§ Problem details
Quote the passage below on semantic caching, beginning at the words "On a cache miss, the" and stopping after "Atlas Vector Search.".

§ Excerpted text

****

In production LLM applications this adds up fast: duplicate API costs, unnecessary latency, and wasted compute for semantically identical queries.

How It Works

Every incoming query is embedded into a 1024-dimensional vector using VoyageAI. That vector is searched against MongoDB Atlas Vector Search to find cached queries with similar meaning. If the similarity exceeds a configurable threshold, the cached response is returned instantly — no LLM call needed.

On a cache miss, the query goes to the LLM provider, and the response is stored alongside its embedding for future lookups. The result is a cache that understands meaning, not just characters.

Embed — Convert the query to a vector via VoyageAI (voyage-3.5).
Search — Find semantically similar cached queries with MongoDB Atlas Vector Search.
Hit or miss — Above the threshold, return the cached response. Below it, query the LLM and cache the result.

Multi-Provider & Structured Output

Built on the Vercel AI SDK, the cache works with any supported LLM provider — OpenAI, Anthropic, Google Gemini, Mistral, AWS Bedrock, or Azure. Swap providers without changing your caching logic.

Structured output is first-class. Define response schemas with Zod, and the cache stores and returns typed objects, not raw strings. This makes it straightforward to integrate with downstream systems that expect validated data shapes.

****

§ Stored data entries
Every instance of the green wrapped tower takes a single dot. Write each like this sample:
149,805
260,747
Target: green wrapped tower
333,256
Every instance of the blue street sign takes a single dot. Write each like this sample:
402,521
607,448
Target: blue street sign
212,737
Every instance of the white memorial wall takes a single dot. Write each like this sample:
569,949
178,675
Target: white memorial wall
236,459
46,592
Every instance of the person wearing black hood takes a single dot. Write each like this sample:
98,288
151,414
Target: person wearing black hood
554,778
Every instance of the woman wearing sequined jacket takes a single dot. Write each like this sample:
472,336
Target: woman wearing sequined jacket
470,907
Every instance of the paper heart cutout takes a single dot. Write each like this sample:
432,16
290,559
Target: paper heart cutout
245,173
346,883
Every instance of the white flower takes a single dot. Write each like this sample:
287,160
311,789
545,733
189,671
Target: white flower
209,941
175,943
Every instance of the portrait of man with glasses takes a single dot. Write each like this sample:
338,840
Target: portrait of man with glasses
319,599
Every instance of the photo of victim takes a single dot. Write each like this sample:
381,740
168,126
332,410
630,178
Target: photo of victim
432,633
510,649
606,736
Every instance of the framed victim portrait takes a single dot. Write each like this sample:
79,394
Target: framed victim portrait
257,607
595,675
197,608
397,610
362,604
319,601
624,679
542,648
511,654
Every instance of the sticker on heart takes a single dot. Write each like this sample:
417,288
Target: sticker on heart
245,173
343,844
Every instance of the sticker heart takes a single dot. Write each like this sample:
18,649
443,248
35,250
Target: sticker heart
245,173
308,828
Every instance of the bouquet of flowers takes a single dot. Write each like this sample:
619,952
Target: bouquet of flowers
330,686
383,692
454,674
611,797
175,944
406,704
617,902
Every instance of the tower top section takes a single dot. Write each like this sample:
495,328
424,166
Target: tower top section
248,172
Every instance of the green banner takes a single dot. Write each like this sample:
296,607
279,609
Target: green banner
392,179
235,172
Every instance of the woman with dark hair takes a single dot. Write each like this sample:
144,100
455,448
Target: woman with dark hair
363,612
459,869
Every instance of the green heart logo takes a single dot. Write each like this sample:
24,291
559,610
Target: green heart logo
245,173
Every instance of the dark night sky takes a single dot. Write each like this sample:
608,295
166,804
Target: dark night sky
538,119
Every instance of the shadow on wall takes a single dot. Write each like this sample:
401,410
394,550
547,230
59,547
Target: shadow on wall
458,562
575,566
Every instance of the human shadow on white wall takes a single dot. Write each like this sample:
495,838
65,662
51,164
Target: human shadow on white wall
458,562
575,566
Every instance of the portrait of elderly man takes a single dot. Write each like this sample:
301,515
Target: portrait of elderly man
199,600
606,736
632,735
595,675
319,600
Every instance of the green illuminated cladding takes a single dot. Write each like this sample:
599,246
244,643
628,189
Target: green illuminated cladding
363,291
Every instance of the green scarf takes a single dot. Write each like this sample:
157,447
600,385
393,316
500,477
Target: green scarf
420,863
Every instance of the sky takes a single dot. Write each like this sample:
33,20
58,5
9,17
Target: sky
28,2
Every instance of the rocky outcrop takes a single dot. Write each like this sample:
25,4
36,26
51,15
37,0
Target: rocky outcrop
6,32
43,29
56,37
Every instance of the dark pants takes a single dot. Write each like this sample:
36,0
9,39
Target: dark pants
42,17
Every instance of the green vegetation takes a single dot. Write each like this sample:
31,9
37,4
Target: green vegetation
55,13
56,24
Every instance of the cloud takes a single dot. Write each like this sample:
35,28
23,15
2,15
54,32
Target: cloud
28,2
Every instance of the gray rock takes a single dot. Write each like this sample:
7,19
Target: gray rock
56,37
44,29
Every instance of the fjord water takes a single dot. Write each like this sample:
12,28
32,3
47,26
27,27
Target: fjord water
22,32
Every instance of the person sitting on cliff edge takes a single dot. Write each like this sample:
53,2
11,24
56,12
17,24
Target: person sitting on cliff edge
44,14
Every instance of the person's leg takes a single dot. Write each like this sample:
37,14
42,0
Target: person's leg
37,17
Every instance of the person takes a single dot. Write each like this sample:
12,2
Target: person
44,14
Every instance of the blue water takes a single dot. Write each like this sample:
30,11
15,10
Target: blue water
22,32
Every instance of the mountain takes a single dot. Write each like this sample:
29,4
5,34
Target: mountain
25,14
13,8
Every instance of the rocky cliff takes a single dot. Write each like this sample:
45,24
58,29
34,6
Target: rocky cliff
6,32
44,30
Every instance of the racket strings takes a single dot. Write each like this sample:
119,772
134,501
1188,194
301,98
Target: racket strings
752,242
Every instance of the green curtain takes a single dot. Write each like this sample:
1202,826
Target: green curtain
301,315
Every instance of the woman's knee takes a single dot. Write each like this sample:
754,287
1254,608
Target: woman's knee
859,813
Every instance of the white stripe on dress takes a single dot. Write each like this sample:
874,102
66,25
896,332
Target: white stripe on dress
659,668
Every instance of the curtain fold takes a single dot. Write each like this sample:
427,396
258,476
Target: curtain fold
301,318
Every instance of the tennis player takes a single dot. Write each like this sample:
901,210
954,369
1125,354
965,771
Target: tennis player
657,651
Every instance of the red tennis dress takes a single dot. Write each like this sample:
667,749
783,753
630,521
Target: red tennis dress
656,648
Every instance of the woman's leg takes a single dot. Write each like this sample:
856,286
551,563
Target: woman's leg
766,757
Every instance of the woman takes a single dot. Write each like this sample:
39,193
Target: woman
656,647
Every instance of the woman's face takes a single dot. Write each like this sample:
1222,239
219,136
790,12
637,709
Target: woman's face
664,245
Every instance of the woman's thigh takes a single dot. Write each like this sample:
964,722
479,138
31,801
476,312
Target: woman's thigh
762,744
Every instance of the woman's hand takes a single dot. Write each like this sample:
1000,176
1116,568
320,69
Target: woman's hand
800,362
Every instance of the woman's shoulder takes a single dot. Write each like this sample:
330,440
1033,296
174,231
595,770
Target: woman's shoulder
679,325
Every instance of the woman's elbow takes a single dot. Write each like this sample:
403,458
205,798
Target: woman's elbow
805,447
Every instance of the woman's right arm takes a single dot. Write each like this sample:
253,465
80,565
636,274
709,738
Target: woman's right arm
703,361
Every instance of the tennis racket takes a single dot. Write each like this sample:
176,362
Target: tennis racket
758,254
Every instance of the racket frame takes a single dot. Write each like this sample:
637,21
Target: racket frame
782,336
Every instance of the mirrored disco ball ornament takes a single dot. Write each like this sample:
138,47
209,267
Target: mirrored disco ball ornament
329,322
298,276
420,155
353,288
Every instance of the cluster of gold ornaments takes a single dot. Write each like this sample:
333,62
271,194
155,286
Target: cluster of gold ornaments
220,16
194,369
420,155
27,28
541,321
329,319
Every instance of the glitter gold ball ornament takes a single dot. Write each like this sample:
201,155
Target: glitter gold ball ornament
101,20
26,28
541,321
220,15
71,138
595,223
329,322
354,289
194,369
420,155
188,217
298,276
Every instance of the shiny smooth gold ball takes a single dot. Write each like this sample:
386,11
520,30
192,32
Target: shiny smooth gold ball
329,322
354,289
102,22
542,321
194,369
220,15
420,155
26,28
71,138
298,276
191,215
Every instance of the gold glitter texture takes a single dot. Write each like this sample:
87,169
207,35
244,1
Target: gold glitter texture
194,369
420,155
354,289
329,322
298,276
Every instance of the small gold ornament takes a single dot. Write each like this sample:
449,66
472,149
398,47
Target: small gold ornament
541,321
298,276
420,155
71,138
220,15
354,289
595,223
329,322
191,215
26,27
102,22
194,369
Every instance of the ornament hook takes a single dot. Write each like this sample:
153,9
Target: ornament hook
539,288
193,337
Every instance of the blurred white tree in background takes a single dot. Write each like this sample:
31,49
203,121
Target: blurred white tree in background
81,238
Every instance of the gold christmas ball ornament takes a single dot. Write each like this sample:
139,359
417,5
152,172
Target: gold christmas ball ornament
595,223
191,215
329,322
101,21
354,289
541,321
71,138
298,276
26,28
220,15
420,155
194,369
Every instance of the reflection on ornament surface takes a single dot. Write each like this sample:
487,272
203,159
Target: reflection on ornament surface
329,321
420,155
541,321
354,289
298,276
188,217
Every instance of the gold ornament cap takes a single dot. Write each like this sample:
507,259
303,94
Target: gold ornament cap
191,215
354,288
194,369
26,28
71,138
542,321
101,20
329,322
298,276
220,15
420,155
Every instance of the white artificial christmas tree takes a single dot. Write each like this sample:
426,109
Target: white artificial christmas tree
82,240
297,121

****

§ Written answer
On a cache miss, the query goes to the LLM provider, and the response is stored alongside its embedding for future lookups. The result is a cache that understands meaning, not just characters.

Embed — Convert the query to a vector via VoyageAI (voyage-3.5).
Search — Find semantically similar cached queries with MongoDB Atlas Vector Search.